La reconnaissance des droits ancestraux des autochtones crée-t-elle deux classes de citoyens ?
En abordant le sujet on ne peut plus délicat des droits ancestraux des autochtones, je savais que je m'aventurais en terrain hasardeux. Comment émettre un commentaire posé et raisonnable sur un sujet aussi complexe, sans me heurter aux écueils de la rectitude politique, ou à ceux, encore plus risqués, du préjugé grossier?
J’ai plongé en ne retenant d’abord que la seconde partie de l’interrogation, celle qui consiste à réfléchir sur la possibilité que les autochtones constituent une deuxième classe de citoyen dans notre pays. La lecture des journaux des derniers mois, avec son lot de nouvelles toutes aussi bouleversantes les unes que les autres, concernant par exemple la disparition des femmes autochtones au Canada , les conclusions affligeantes de la Commission de vérité et réconciliation sur les pensionnats autochtones , et, plus récemment encore, la mort tragique de dizaines d’enfants amérindiens , ici même au Québec, me laissaient penser que notre société avait effectivement fait de ces personnes des citoyens de seconde zone. Certainement pas une seconde classe de citoyens dont on aurait pu envier les privilèges, comme le laissait sous-entendre la question, mais bien des communautés entières, laissées à elles-mêmes, auxquelles on ne parvenait pas à venir en aide correctement.

## Extraits des données
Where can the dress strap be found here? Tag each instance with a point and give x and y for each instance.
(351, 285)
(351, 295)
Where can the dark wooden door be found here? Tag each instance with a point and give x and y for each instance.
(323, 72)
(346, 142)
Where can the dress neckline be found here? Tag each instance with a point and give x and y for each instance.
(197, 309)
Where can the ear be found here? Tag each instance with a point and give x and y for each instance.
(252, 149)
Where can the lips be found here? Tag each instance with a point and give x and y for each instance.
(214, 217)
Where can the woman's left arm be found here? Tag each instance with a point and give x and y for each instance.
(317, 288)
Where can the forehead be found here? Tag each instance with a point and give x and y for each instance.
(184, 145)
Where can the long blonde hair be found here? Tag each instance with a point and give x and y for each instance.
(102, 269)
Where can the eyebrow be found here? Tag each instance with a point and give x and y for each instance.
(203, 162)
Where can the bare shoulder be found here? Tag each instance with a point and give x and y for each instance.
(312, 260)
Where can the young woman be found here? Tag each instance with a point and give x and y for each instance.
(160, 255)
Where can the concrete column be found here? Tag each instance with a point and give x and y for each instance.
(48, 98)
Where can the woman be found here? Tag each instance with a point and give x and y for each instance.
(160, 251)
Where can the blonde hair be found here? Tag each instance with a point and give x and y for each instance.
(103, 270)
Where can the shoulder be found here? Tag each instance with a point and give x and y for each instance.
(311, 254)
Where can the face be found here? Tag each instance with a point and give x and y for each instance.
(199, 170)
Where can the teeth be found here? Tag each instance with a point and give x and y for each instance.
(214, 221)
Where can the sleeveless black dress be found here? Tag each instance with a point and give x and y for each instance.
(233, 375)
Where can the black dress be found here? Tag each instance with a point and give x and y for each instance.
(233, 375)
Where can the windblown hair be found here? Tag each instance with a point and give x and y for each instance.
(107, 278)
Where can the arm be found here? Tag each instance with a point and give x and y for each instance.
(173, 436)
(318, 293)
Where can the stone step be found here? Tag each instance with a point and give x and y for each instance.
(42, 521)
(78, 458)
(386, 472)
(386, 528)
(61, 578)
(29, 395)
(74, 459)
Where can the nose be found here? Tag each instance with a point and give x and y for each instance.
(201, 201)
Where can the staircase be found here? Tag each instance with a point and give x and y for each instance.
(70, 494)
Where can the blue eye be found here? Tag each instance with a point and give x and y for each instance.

## Consignes
A – Extrayez du texte sur les droits ancestraux des autochtones le passage qui va de "La reconnaissance des" jusqu'à "du préjugé grossier?" inclus, sans y apporter la moindre modification.
B – Prolongez le texte sur les droits ancestraux des autochtones en reprenant juste après sa dernière phrase.

## Résultats finaux
A –
La reconnaissance des droits ancestraux des autochtones crée-t-elle deux classes de citoyens ?
En abordant le sujet on ne peut plus délicat des droits ancestraux des autochtones, je savais que je m'aventurais en terrain hasardeux. Comment émettre un commentaire posé et raisonnable sur un sujet aussi complexe, sans me heurter aux écueils de la rectitude politique, ou à ceux, encore plus risqués, du préjugé grossier?

B –
La question des droits ancestraux, me semblait-il, avec ses circonvolutions légales complexes, aurait mérité une analyse en profondeur, difficile à cerner dans un texte aussi succinct. La chose primordiale à savoir était que la reconnaissance des droits ancestraux était protégée en vertu de la Loi constitutionnelle de 1982, et que le principe semblait faire l’unanimité dans l’ensemble de la société civile. J’en comprenais aussi que, dans une certaine mesure, la reconnaissance des droits ancestraux permettrait aux autochtones de s’affranchir de la Loi sur les Indiens, qui les place dans une situation juridique distincte de celle du reste de la population et d’acquérir ainsi une certaine autonomie sur le plan politique et financier.
Je me demandais quand même si cette avancée pour la reconnaissance des droits des autochtones, qui datait de plus de trente ans, avait vraiment contribué concrètement à améliorer la qualité de vie de ces personnes au Canada, comme on aurait pu l’espérer.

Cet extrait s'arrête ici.